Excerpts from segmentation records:
__________

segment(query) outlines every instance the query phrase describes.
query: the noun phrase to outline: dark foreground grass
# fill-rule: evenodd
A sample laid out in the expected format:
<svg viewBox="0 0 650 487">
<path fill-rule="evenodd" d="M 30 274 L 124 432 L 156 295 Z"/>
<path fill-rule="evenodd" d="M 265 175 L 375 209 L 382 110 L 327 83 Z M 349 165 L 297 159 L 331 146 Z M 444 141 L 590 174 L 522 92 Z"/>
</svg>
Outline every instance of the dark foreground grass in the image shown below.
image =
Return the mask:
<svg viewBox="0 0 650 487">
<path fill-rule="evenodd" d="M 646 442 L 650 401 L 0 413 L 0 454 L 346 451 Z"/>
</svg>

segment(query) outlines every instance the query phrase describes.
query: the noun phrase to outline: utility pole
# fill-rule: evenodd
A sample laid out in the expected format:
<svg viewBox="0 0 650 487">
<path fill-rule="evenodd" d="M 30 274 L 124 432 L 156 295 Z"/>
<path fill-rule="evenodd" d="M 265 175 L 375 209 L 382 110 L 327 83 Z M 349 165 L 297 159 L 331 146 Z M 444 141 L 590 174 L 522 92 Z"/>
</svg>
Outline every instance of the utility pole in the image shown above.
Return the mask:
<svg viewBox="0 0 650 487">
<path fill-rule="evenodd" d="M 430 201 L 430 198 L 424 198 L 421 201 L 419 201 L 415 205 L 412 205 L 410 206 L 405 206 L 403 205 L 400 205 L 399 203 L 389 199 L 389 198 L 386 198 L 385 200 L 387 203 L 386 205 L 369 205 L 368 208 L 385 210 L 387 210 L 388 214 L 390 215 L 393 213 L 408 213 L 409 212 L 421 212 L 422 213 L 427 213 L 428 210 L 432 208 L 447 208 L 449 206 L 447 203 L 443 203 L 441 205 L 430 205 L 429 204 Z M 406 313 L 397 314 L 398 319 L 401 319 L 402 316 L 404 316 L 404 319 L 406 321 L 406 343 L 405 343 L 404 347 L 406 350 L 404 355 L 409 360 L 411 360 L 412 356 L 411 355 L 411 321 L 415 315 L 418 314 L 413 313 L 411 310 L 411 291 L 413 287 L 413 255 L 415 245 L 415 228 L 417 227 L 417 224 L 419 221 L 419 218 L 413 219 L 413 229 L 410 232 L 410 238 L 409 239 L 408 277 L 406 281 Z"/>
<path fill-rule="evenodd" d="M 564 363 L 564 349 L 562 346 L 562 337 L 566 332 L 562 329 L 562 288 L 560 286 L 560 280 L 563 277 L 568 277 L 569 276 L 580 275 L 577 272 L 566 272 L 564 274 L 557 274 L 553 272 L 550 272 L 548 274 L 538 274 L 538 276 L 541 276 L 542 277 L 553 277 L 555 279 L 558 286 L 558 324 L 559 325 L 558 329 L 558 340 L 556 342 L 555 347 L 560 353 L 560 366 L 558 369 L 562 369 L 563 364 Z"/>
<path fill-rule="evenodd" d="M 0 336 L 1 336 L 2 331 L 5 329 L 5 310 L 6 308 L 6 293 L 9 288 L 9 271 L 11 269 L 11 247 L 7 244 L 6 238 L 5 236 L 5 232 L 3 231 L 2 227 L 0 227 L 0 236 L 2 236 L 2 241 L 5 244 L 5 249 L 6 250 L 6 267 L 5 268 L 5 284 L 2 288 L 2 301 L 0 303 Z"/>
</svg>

__________

[WHAT TO DO] Can you restate every record above word for word?

[WRITTEN RESPONSE]
segment(query) outlines every instance the query phrase describes.
query: the noun phrase to outline: dark foreground grass
# fill-rule: evenodd
A sample laid out in the expected format:
<svg viewBox="0 0 650 487">
<path fill-rule="evenodd" d="M 30 274 L 124 432 L 156 295 Z"/>
<path fill-rule="evenodd" d="M 265 175 L 375 209 L 382 110 L 327 83 Z M 349 165 L 297 159 L 331 146 Z M 444 141 L 590 174 L 522 92 Z"/>
</svg>
Outline every instance of the dark foreground grass in the image shown below.
image =
Return the mask:
<svg viewBox="0 0 650 487">
<path fill-rule="evenodd" d="M 646 442 L 650 401 L 0 413 L 0 454 L 346 451 Z"/>
</svg>

segment(query) outlines every instance the query phrase describes.
query: the noun phrase to outline: utility pole
# fill-rule: evenodd
A sample laid out in the expected format:
<svg viewBox="0 0 650 487">
<path fill-rule="evenodd" d="M 30 274 L 124 432 L 156 295 Z"/>
<path fill-rule="evenodd" d="M 265 175 L 375 209 L 382 110 L 327 83 Z M 349 165 L 297 159 L 331 146 Z M 444 141 L 590 174 L 522 92 Z"/>
</svg>
Outline every instance of the utility pole in the image shown above.
Return the mask:
<svg viewBox="0 0 650 487">
<path fill-rule="evenodd" d="M 430 201 L 430 198 L 424 198 L 421 201 L 419 201 L 415 205 L 412 205 L 410 206 L 405 206 L 403 205 L 400 205 L 399 203 L 389 199 L 389 198 L 386 198 L 385 200 L 387 203 L 386 205 L 369 205 L 368 208 L 385 210 L 387 210 L 388 214 L 390 215 L 393 213 L 408 213 L 409 212 L 421 212 L 422 213 L 427 213 L 428 210 L 432 208 L 447 208 L 449 206 L 447 203 L 443 203 L 441 205 L 430 205 L 429 204 Z M 406 313 L 397 314 L 398 319 L 401 319 L 402 316 L 404 316 L 404 319 L 406 321 L 406 343 L 405 343 L 404 347 L 406 350 L 404 355 L 409 360 L 411 360 L 412 356 L 411 355 L 411 321 L 415 315 L 418 314 L 413 313 L 411 310 L 411 291 L 413 287 L 413 255 L 415 245 L 415 228 L 417 227 L 417 224 L 419 221 L 419 218 L 413 219 L 413 229 L 410 232 L 410 238 L 409 239 L 408 277 L 406 281 Z"/>
<path fill-rule="evenodd" d="M 564 363 L 564 349 L 562 346 L 562 337 L 566 332 L 562 329 L 562 288 L 560 286 L 560 280 L 563 277 L 568 277 L 569 276 L 580 275 L 577 272 L 566 272 L 564 274 L 557 274 L 553 272 L 550 272 L 548 274 L 538 274 L 538 276 L 541 276 L 542 277 L 553 277 L 555 279 L 558 286 L 558 324 L 559 325 L 558 329 L 558 340 L 556 342 L 555 347 L 560 353 L 560 366 L 558 369 L 562 369 L 563 364 Z"/>
<path fill-rule="evenodd" d="M 0 336 L 1 336 L 2 331 L 5 329 L 5 310 L 6 308 L 6 293 L 9 288 L 9 271 L 11 269 L 11 247 L 7 244 L 6 238 L 5 236 L 5 232 L 3 231 L 2 227 L 0 227 L 0 236 L 2 236 L 2 241 L 5 244 L 5 249 L 6 250 L 6 267 L 5 268 L 5 284 L 2 288 L 2 301 L 0 303 Z"/>
</svg>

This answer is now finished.